**Task instructions**. Pick up the essay on turmeric after its last sentence and keep writing it.

**Document passage**.
By Audrey Stallsmith
Okay. I confess: I want turmeric to be the saffron mentioned in the Bible. It’s such a good herb that it deserves to be in the Bible.
James Duke, "Ancient Herbs, Modern Uses"
On this New Year's Day, I am sipping ginger and turmeric tea to soothe a sore throat--and hoping it is not a strep throat! The tea actually tastes quite good, but that may be partially due to the honey and lemon juice included. And, yes, the concoction does seem to dull the pain.
That's only to be expected, however, as ginger and its cousin turmeric are both anti-inflammatories. And turmeric, if we believe the current hype, will also cure just about anything else that ails you!
Its health-giving properties are reportedly due to the compound curcumin that gives the spice its yellow color. This is reminiscent of anthocyanins, which "paint" blueberries and other fruits in rich hues, and are also responsible for most of the berries' health benefits. There must be something about color that promotes health in the body as well as the spirit!
Turmeric probably originated in India and the modern version, curcuma longa, is thought to be a hybrid between the wild curcuma aromatica and some other species. It grows about three feet tall and produces tubers with a brown skin and orange flesh. The "fingers" of those tubers are cooked, dried, and ground to produce the spice.

**Dataset entries**.

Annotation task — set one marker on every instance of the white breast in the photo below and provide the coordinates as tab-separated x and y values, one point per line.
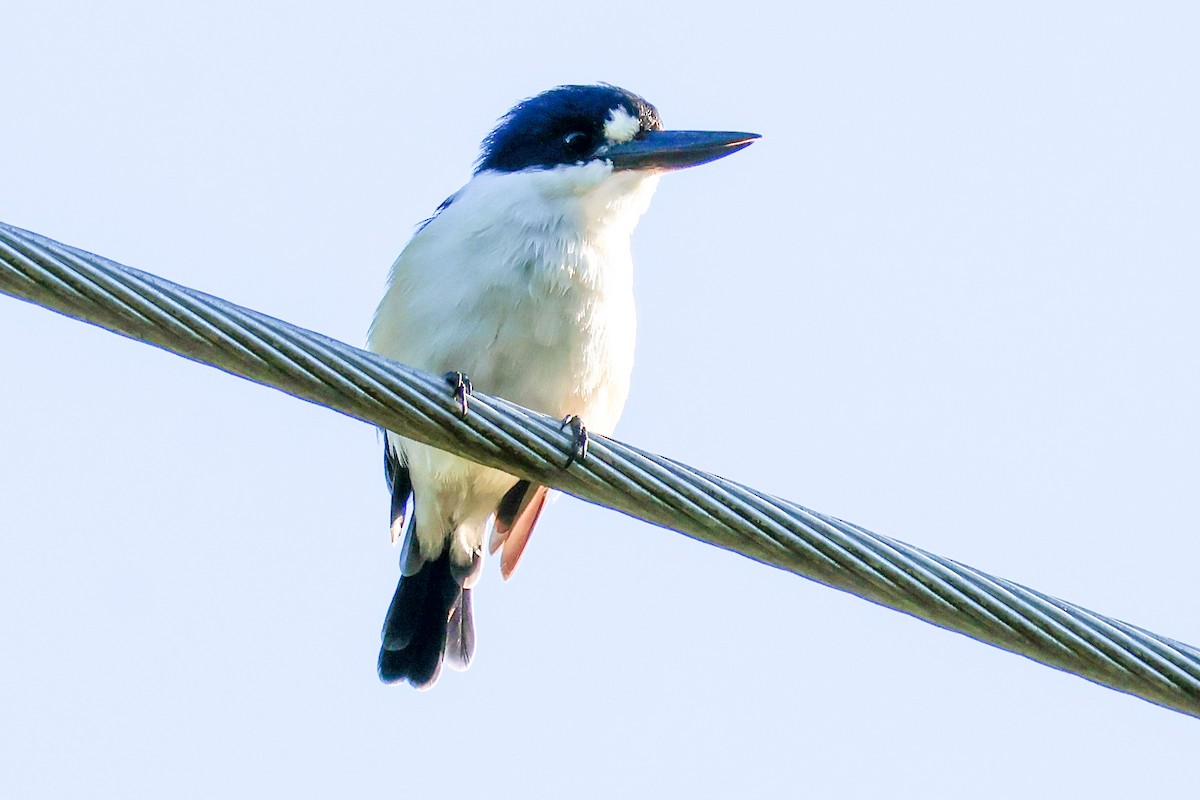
525	283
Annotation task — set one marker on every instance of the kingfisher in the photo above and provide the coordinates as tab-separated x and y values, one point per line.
521	286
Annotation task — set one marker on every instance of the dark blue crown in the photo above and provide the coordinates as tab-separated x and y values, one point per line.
561	126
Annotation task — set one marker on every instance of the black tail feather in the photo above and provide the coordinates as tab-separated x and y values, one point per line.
415	630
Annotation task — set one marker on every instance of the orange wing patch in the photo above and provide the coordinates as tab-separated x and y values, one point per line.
515	518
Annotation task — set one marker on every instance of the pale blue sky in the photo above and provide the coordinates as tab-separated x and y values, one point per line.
951	296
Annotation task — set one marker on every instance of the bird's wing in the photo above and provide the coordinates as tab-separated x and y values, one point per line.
400	485
515	518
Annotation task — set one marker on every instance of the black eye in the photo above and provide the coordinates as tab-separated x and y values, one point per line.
577	143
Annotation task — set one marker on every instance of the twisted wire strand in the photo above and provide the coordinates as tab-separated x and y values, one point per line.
649	487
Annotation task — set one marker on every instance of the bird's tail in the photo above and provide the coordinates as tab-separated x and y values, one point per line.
429	620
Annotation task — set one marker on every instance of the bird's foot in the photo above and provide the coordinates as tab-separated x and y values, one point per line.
580	444
461	386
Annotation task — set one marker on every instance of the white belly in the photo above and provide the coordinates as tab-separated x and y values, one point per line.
533	307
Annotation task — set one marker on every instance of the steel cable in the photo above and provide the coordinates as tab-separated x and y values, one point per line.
653	488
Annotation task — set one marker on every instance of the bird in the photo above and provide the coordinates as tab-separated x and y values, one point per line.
521	286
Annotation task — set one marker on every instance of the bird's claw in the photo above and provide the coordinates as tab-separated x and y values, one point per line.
461	386
580	443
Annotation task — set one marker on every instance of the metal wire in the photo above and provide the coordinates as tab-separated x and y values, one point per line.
642	485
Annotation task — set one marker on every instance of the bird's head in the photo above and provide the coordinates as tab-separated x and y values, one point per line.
580	125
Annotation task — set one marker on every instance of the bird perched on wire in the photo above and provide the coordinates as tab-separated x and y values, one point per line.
520	284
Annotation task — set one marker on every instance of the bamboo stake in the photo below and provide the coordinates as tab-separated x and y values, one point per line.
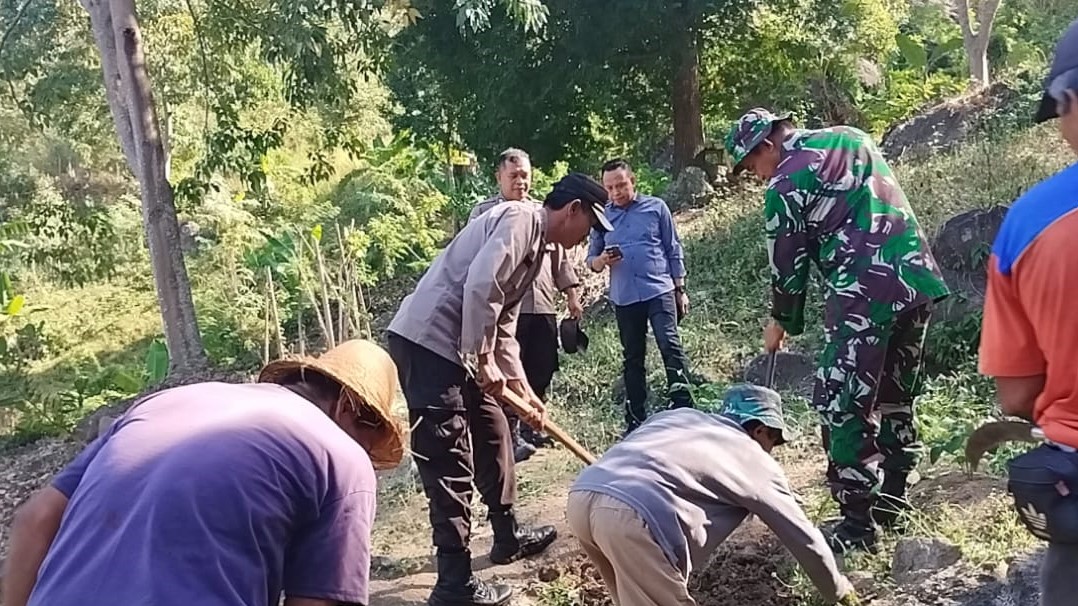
278	340
344	286
331	339
265	338
311	293
299	330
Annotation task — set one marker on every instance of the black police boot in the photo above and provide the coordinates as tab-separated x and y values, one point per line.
537	439
456	586
522	450
512	541
890	506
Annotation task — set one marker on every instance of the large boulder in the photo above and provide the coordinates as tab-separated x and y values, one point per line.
915	558
962	249
948	124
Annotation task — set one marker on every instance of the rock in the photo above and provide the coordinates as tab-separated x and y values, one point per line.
948	124
862	581
964	242
793	372
690	190
962	248
549	574
916	555
105	423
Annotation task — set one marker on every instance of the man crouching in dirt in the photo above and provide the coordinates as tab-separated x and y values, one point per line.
221	494
459	321
658	504
1027	339
833	202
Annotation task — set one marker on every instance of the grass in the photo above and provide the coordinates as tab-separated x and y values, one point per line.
728	287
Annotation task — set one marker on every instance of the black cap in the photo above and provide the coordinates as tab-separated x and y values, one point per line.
1064	72
578	186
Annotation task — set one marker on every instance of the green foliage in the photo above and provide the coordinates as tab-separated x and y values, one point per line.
604	72
156	362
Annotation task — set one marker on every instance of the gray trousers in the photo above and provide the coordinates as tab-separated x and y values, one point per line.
1059	581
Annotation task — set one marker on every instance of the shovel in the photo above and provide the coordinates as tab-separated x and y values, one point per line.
555	431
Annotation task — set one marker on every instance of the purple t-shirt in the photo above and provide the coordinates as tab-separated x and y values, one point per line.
213	494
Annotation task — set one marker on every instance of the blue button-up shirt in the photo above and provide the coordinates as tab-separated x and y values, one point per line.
652	252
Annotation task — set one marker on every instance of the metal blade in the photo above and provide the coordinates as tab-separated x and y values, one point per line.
992	435
770	376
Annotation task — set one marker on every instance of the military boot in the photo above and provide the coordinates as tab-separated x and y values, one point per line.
890	506
522	450
456	586
512	541
856	531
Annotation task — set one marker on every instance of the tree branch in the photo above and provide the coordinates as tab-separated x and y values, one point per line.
985	16
100	21
962	13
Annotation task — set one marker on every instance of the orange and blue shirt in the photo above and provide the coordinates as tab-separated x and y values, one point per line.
1031	325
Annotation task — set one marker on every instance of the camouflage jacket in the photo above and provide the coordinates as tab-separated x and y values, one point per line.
834	201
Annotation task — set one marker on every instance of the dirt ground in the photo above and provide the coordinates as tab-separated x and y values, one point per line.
746	569
750	567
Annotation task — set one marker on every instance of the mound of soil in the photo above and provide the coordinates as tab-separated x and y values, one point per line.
744	570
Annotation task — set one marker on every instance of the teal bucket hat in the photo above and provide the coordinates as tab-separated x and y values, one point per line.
752	402
749	131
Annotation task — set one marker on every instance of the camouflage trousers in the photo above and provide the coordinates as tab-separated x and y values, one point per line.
868	379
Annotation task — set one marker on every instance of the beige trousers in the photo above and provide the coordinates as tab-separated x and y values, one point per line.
633	566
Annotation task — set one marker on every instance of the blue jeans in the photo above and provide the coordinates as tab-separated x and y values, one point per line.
1059	584
661	313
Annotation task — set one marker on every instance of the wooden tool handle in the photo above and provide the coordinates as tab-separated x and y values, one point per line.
558	434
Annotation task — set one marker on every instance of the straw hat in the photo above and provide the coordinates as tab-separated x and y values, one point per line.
370	373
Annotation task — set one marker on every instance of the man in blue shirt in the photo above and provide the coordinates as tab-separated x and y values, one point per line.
647	285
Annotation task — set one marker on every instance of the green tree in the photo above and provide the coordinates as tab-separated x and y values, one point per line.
320	50
976	17
631	67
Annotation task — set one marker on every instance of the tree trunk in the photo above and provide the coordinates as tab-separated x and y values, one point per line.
688	122
100	21
160	221
976	42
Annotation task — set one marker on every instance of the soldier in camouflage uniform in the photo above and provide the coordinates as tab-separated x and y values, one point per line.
833	202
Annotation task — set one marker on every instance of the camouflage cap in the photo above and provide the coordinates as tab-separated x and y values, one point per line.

**Exercise result**.
With a flavor compared to ginger mixed with pepper, turmeric is the most important ingredient of curry powder, which also generally includes coriander, cumin, and fenugreek. (Though the powder can incorporate a host of other substances as well: cloves, garlic, fennel, etc.) Turmeric also appears as the coloring agent in most mustards.
It was, in fact, long used as a dye before becoming so popular as a medicinal. So keep in mind that, although it may soothe your skin, it may hue that hide at the same time! In fact, Indonesians used turmeric to paint thier bodies for wedding rituals. When eaten, it can even color the saliva yellow. And that mustard shade is, as we all know, one of the more difficult stains to get out.
Turmeric has been used as a substitute for saffron, both in cooking and in coloring fabric, thus explaining Dr. Duke's reference to it at the head of this article. In fact curcuma may even derive from the Sanskrit kunkuma ("saffron"). Marco Polo described the plant as "a vegetable with the properties of saffron, yet it is not really saffron." The type mentioned in Scripture was probably the real thing, however, as crocus sativus is more likely than turmeric to have been grown in the Holy Land. But the latter holds the advantage of being much cheaper.
And of being much lauded these days as well! Many of turmeric's benefits reportedly derive from its ability to stop harmful proteins--such as those that grow in the brains of Alzheimer's patients or those that help cancer to spread. It is especially popular in Asia for treating stomach and liver ailments and for soothing skin problems.
It would take much too long to list all the other health benefits supposedly associated with turmeric, from lowering cholesterol to fighting viruses to improving the digestion. So let's just dub curcuma a cure-all, until we are informed differently!
It's always best to avoid overuse of any spice, however. My mother became somewhat allergic to cinnamon after taking it regularly in capsule form. So I try to imbibe such beneficials occasionally in foods and teas rather than attempting to turn them into an every-day sort of thing. Speaking of which, one of Mom's dishes that us kids most requested was rice curry.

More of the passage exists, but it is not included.